Copy, word for word, the lines of the entries below between the one with "column 28, row 467" and the one with "column 391, row 159", inclusive, and leave out everything else.

■ **Available records**:
====

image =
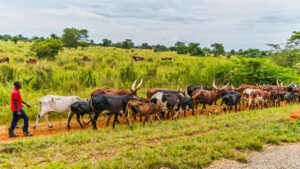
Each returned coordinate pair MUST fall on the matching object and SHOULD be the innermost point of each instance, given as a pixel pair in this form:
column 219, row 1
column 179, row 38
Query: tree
column 195, row 50
column 54, row 36
column 47, row 49
column 181, row 48
column 127, row 44
column 218, row 48
column 160, row 48
column 15, row 39
column 145, row 46
column 72, row 36
column 106, row 42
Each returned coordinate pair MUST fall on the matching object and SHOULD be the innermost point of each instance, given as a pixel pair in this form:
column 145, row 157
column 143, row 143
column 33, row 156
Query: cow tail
column 128, row 110
column 91, row 105
column 39, row 107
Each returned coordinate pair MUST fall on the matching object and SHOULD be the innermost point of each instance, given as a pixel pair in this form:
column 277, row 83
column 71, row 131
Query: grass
column 192, row 142
column 114, row 68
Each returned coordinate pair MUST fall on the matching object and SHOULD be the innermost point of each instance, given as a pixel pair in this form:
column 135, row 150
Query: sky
column 235, row 23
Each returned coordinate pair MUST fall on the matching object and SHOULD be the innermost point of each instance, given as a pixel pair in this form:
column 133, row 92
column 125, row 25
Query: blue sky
column 235, row 23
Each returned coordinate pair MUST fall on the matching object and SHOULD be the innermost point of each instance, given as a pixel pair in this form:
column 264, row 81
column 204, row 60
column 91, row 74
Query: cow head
column 221, row 90
column 134, row 89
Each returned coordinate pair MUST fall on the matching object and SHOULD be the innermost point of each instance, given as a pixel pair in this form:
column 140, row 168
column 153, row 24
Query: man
column 18, row 112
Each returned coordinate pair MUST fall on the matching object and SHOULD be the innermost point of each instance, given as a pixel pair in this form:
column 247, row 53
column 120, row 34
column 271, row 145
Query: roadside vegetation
column 65, row 73
column 192, row 142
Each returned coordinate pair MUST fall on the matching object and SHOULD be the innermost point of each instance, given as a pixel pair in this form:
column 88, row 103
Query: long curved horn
column 85, row 123
column 225, row 86
column 232, row 87
column 197, row 94
column 186, row 93
column 214, row 84
column 139, row 85
column 133, row 85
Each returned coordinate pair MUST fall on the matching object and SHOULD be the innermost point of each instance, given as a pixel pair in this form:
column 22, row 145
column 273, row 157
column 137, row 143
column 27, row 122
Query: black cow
column 232, row 98
column 291, row 87
column 190, row 89
column 80, row 108
column 108, row 103
column 174, row 102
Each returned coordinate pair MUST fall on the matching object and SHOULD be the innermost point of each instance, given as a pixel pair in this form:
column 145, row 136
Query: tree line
column 286, row 55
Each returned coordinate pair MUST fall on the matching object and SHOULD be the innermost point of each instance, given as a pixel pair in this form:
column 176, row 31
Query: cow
column 119, row 92
column 108, row 104
column 168, row 59
column 4, row 59
column 146, row 109
column 206, row 96
column 152, row 91
column 58, row 104
column 31, row 61
column 173, row 102
column 231, row 98
column 85, row 59
column 294, row 115
column 190, row 89
column 291, row 87
column 136, row 58
column 79, row 108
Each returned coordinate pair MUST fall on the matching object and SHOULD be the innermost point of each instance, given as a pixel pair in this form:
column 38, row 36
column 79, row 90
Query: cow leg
column 115, row 119
column 108, row 119
column 235, row 107
column 69, row 119
column 78, row 119
column 203, row 107
column 47, row 120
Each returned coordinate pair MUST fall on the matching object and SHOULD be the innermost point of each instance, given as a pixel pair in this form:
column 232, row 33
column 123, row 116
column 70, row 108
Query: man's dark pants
column 17, row 117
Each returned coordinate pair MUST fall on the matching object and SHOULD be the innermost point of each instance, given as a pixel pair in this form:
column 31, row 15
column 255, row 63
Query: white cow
column 58, row 104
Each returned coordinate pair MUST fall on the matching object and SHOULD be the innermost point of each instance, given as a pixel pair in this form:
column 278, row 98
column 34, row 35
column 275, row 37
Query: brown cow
column 137, row 58
column 146, row 109
column 206, row 96
column 168, row 59
column 31, row 61
column 85, row 59
column 294, row 115
column 119, row 92
column 4, row 59
column 151, row 91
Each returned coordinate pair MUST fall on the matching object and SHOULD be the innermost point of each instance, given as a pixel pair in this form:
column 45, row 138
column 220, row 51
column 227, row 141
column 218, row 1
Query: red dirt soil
column 60, row 126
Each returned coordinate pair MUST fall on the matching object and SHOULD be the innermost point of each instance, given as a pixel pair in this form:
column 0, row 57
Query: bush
column 47, row 49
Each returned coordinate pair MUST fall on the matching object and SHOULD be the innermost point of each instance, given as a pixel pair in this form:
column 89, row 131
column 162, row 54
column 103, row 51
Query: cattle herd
column 165, row 103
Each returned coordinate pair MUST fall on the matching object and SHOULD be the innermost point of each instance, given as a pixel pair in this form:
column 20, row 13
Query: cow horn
column 197, row 94
column 186, row 93
column 225, row 86
column 214, row 84
column 232, row 87
column 133, row 85
column 139, row 85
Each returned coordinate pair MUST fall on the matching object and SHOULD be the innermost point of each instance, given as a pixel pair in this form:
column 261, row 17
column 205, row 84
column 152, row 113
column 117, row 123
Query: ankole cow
column 119, row 92
column 58, row 104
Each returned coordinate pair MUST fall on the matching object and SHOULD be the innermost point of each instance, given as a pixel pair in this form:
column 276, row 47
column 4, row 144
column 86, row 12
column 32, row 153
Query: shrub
column 47, row 49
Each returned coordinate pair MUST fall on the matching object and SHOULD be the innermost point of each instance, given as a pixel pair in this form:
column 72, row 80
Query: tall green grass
column 114, row 68
column 192, row 142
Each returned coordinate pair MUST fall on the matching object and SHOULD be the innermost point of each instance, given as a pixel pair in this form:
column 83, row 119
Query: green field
column 192, row 142
column 114, row 68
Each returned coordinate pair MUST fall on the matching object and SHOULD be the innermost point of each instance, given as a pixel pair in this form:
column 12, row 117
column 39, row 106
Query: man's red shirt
column 15, row 95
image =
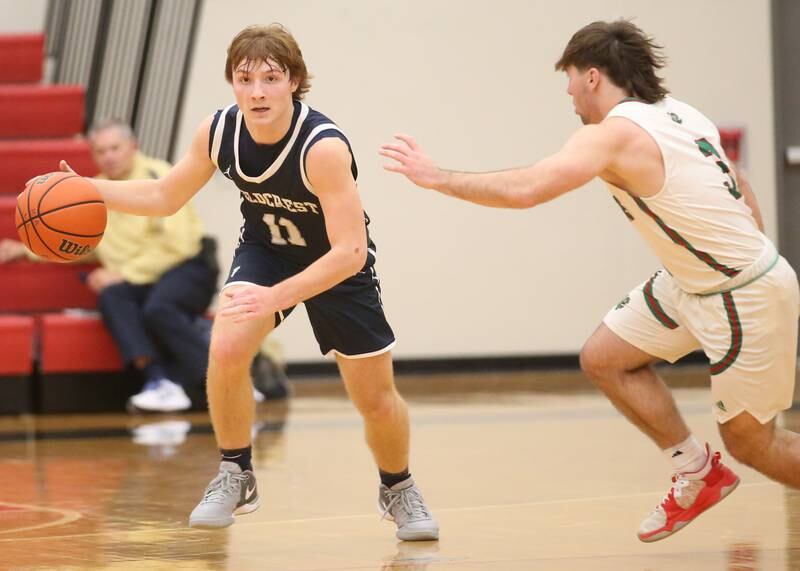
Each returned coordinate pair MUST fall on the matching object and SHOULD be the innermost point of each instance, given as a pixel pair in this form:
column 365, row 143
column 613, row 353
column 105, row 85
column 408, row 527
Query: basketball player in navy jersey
column 304, row 240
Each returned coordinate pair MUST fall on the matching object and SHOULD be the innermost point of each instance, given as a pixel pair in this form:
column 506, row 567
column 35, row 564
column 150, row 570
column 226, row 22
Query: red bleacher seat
column 21, row 58
column 7, row 228
column 16, row 357
column 22, row 160
column 76, row 344
column 30, row 111
column 34, row 286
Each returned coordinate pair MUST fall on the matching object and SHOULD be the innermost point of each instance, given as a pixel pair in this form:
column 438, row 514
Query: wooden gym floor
column 542, row 474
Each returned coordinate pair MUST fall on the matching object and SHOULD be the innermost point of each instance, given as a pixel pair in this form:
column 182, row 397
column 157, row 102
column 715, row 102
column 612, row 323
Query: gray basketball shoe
column 231, row 492
column 403, row 504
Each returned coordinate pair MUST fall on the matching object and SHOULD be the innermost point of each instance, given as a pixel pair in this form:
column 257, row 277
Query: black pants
column 159, row 321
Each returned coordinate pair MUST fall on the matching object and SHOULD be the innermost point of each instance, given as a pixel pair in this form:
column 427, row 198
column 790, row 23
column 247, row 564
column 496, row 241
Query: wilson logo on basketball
column 70, row 247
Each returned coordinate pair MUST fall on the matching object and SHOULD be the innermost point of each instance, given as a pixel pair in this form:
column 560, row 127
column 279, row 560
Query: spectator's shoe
column 403, row 504
column 160, row 396
column 269, row 378
column 231, row 492
column 691, row 494
column 165, row 433
column 258, row 396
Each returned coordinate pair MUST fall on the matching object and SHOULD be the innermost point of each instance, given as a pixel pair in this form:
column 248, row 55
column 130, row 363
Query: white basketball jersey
column 698, row 224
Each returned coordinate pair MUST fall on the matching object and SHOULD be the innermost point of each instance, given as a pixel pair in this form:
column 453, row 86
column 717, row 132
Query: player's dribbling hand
column 249, row 302
column 412, row 161
column 62, row 166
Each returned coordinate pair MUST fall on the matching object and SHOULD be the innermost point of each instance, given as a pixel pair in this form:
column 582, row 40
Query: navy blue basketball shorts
column 347, row 319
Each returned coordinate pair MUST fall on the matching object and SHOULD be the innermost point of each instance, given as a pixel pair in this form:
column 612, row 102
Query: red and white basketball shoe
column 691, row 494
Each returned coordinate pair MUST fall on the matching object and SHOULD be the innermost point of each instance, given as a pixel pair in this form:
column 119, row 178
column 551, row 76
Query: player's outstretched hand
column 248, row 302
column 410, row 160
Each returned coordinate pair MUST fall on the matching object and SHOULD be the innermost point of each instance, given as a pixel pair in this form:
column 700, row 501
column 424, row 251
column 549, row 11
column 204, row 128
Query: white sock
column 688, row 456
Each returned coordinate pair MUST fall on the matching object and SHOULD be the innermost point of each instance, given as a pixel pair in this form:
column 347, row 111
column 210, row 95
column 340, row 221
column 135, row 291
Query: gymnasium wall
column 475, row 84
column 22, row 16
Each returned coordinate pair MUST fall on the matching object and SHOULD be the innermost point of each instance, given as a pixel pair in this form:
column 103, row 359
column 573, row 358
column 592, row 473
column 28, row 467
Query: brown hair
column 274, row 42
column 623, row 52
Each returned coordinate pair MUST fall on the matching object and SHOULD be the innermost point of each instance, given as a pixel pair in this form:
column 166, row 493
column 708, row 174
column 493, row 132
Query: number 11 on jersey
column 293, row 233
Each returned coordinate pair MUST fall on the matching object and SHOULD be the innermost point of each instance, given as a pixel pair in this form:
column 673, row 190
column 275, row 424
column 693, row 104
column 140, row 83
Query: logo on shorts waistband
column 623, row 303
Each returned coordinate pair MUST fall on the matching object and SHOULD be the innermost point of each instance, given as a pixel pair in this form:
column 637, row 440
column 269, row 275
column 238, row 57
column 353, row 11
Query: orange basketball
column 60, row 216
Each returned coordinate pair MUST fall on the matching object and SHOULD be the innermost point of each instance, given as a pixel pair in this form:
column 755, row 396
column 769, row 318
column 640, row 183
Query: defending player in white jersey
column 723, row 287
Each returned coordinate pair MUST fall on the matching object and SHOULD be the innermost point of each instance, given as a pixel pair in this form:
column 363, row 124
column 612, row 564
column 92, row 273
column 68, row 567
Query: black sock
column 241, row 456
column 388, row 479
column 154, row 372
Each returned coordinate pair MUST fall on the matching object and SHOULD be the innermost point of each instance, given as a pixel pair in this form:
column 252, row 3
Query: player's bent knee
column 376, row 406
column 593, row 362
column 746, row 439
column 228, row 351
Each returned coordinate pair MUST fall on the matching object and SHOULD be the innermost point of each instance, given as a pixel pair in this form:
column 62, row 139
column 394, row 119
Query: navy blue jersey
column 279, row 206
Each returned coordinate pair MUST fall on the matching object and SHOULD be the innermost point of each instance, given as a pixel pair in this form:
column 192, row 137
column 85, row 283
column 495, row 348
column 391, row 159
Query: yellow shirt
column 143, row 248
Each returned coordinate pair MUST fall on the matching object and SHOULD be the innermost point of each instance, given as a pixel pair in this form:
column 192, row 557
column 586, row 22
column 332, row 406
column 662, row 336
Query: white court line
column 240, row 523
column 67, row 516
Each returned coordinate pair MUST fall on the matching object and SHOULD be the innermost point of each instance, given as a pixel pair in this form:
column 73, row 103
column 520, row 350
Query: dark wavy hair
column 274, row 42
column 623, row 52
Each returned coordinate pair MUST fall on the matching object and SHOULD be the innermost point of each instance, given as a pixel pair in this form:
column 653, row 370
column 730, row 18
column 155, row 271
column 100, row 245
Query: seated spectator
column 156, row 280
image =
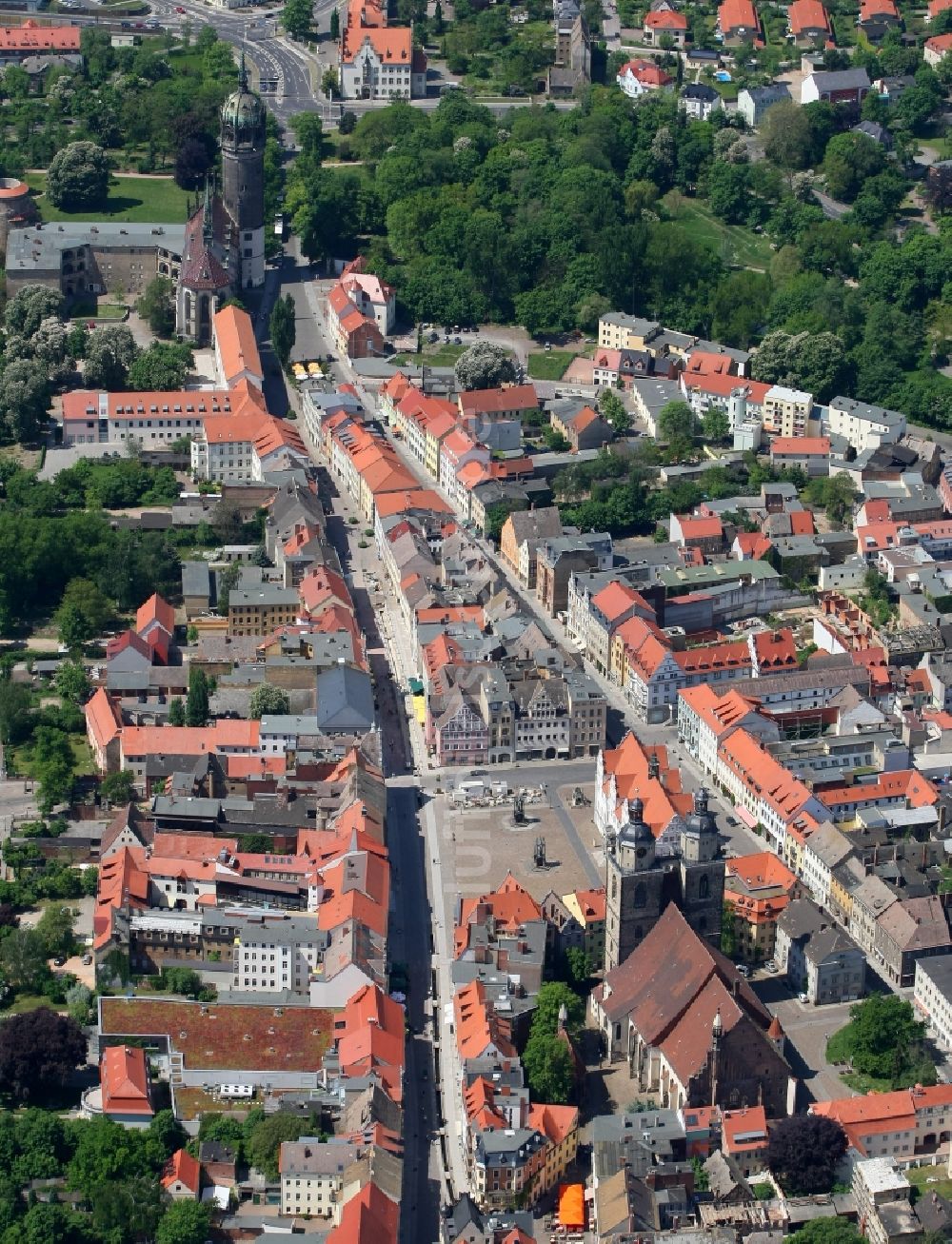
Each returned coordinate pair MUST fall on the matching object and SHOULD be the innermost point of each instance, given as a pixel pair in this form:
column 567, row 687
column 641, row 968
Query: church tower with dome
column 640, row 883
column 223, row 251
column 243, row 141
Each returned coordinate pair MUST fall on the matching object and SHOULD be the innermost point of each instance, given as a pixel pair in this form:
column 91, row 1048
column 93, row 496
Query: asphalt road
column 411, row 913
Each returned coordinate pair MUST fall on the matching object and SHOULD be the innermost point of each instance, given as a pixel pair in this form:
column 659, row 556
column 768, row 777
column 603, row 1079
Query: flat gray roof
column 39, row 247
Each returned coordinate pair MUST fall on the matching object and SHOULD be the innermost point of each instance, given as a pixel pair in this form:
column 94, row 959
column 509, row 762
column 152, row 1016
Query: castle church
column 223, row 250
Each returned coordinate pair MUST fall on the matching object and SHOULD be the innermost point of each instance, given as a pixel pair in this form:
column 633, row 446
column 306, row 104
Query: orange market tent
column 571, row 1207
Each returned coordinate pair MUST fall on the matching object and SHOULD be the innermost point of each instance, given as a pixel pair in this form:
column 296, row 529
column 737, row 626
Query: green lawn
column 550, row 365
column 733, row 243
column 434, row 356
column 137, row 199
column 82, row 756
column 930, row 1179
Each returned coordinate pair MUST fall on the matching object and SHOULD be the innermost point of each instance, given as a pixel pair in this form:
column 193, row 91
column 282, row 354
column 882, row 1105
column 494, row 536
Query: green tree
column 72, row 681
column 883, row 1040
column 676, row 425
column 850, row 159
column 267, row 700
column 296, row 17
column 28, row 308
column 612, row 409
column 716, row 425
column 485, row 365
column 579, row 967
column 118, row 787
column 549, row 1069
column 16, row 712
column 283, row 328
column 197, row 701
column 162, row 367
column 228, row 580
column 157, row 307
column 109, row 355
column 804, row 1152
column 39, row 1053
column 786, row 136
column 53, row 764
column 550, row 999
column 55, row 929
column 79, row 177
column 127, row 1211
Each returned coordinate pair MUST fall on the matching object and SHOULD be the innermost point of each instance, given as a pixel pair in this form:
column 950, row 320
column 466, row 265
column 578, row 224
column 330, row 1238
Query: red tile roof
column 182, row 1168
column 734, row 15
column 125, row 1081
column 237, row 346
column 666, row 20
column 32, row 37
column 156, row 610
column 808, row 15
column 801, row 445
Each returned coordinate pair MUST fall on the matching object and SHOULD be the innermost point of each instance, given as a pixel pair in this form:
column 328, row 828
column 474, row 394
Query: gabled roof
column 666, row 19
column 156, row 610
column 237, row 346
column 102, row 718
column 808, row 15
column 185, row 1170
column 125, row 1081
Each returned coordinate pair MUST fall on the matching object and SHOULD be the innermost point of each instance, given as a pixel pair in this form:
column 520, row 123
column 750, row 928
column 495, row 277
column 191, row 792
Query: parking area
column 808, row 1029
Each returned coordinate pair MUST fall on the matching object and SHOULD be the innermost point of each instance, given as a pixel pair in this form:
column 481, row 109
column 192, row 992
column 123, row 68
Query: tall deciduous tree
column 283, row 328
column 197, row 703
column 485, row 365
column 79, row 177
column 804, row 1152
column 268, row 700
column 39, row 1053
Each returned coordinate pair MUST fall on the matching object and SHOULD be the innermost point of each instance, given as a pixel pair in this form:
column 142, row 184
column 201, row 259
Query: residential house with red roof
column 237, row 357
column 353, row 333
column 809, row 24
column 31, row 39
column 705, row 534
column 937, row 49
column 904, row 1121
column 758, row 890
column 379, row 63
column 738, row 23
column 182, row 1177
column 585, row 429
column 664, row 28
column 707, row 716
column 104, row 726
column 634, row 771
column 608, row 608
column 125, row 1086
column 878, row 17
column 744, row 1137
column 810, row 454
column 641, row 77
column 458, row 449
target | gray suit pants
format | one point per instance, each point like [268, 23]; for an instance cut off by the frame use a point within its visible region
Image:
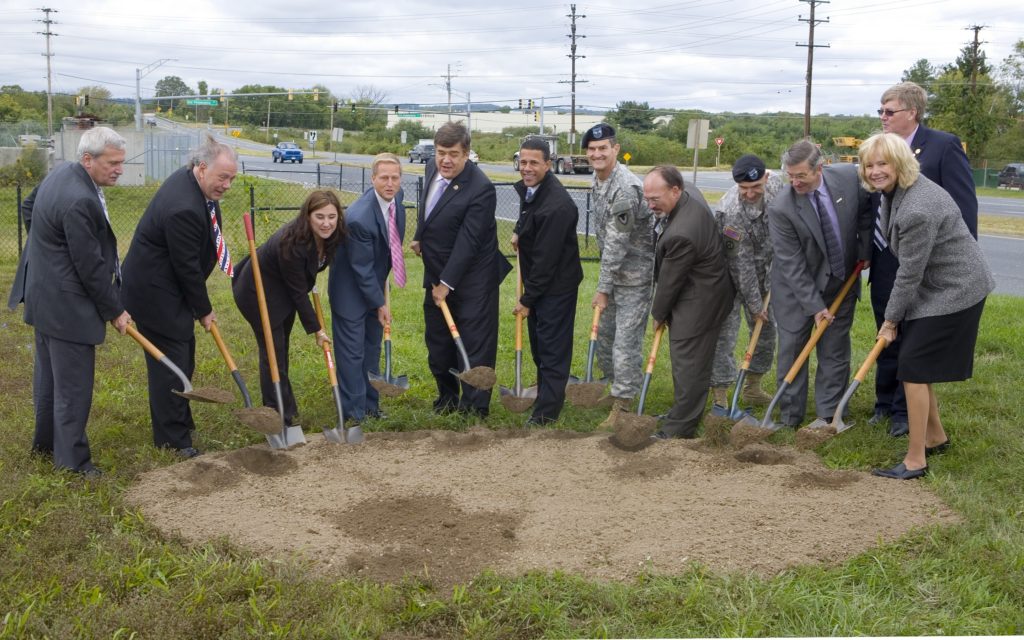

====

■ **Solution to the exercise**:
column 28, row 467
Query: brown hair
column 274, row 42
column 623, row 52
Each returned coordinate pair MUST fall on the matching object and SHOULD be the innermost point of each instance, given as a pixel pair in this form:
column 166, row 493
column 708, row 174
column 493, row 132
Query: number 11 on jersey
column 293, row 233
Each returned coordinate pair MUST fall on the matching object and SHOULD be the innermost point of each instance, given as a pixel pair in this form:
column 673, row 190
column 275, row 424
column 693, row 104
column 140, row 83
Query: logo on shorts waistband
column 623, row 303
Each returned coordinate pair MUST fall on the matching object and SHOULD be the innermost point of each instance, given as a pixel pair in this form:
column 637, row 440
column 269, row 275
column 238, row 57
column 353, row 11
Query: orange basketball
column 60, row 216
Each returned coordinate pair MUST fall on the matching object and SHOULD be the innermost point of each instance, given as a pixel pair in this form:
column 755, row 396
column 769, row 318
column 640, row 183
Query: defending player in white jersey
column 723, row 287
Each returned coordinate pair MUST fall on the matching object and SHOULD be the innermost point of each instance, given as a pixel pair in this form:
column 363, row 124
column 612, row 564
column 92, row 273
column 68, row 567
Query: black sock
column 241, row 456
column 388, row 479
column 154, row 372
Each returned coordinate pair MUST fall on the matching object and SHOULD be the innermost point of each instance, given as a pixel pair in this form:
column 252, row 3
Query: player's bent knee
column 376, row 406
column 593, row 362
column 746, row 439
column 228, row 351
Each returned coordinate pair MUST fall on the matching object and SHOULD be the innermost point of each instance, given as a pixel pair in this form:
column 62, row 139
column 394, row 119
Query: navy blue jersey
column 279, row 206
Each returned coordinate pair MUST fall on the matching object and SHOULD be the innermost point of each instance, given as a pixel pair in this form:
column 192, row 137
column 85, row 283
column 495, row 348
column 391, row 159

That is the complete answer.